● SOURCE MATERIAL:

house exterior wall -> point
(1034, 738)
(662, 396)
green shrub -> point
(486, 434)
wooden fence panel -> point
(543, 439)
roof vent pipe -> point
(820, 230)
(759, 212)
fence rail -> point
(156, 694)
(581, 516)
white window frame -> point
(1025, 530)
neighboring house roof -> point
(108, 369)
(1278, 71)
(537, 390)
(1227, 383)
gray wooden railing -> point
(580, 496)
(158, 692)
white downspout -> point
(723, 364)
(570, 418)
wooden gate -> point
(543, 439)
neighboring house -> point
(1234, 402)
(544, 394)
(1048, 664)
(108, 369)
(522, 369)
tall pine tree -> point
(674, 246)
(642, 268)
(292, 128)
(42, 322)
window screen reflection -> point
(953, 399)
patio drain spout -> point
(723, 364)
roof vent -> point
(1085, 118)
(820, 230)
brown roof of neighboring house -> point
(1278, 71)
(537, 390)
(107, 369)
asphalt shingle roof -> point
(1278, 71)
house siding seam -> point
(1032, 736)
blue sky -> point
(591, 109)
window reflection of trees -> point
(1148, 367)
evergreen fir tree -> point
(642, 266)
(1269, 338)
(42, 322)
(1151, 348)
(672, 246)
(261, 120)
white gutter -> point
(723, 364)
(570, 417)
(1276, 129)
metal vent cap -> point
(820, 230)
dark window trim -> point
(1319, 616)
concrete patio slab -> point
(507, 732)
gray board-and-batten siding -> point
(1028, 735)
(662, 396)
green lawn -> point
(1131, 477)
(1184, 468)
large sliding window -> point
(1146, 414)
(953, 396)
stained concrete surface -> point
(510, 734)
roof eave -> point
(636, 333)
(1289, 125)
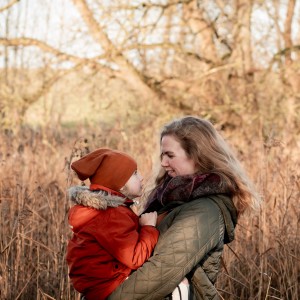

● WHAT YOU WILL DO: Write the data out again word for word; leave the pictures behind.

● OUTPUT:
house exterior wall -> point
(1034, 738)
(662, 396)
green shrub -> point
(486, 434)
wooden fence panel -> point
(543, 439)
roof vent pipe -> point
(820, 230)
(759, 212)
fence rail -> point
(156, 694)
(581, 516)
white window frame -> point
(1025, 530)
neighboring house roof -> point
(108, 369)
(1278, 71)
(537, 390)
(1227, 383)
gray wooden railing -> point
(580, 496)
(158, 692)
white downspout -> point
(723, 364)
(570, 418)
wooden gate -> point
(543, 439)
neighboring house -> point
(1234, 402)
(544, 394)
(1048, 664)
(108, 369)
(522, 369)
tall pine tree -> point
(674, 246)
(642, 268)
(292, 128)
(42, 322)
window screen reflection -> point
(953, 399)
patio drain spout -> point
(723, 364)
roof vent -> point
(1085, 118)
(820, 230)
brown roof of neighboring house -> point
(1278, 71)
(537, 390)
(107, 369)
asphalt shingle roof -> point
(1278, 71)
house siding seam -> point
(1032, 736)
blue sky -> point
(591, 109)
window reflection of trees -> point
(1148, 367)
evergreen fir tree -> point
(642, 266)
(1269, 338)
(42, 322)
(1151, 348)
(672, 246)
(261, 120)
white gutter -> point
(723, 364)
(570, 417)
(1276, 129)
metal vent cap -> point
(820, 230)
dark window trim -> point
(1319, 616)
concrete patio slab -> point
(507, 732)
gray board-and-batten siding -> point
(1028, 735)
(662, 396)
green lawn -> point
(1131, 477)
(1184, 468)
large sliding window -> point
(1146, 414)
(953, 396)
stained concrete surface -> point
(510, 734)
roof eave -> point
(636, 333)
(1289, 125)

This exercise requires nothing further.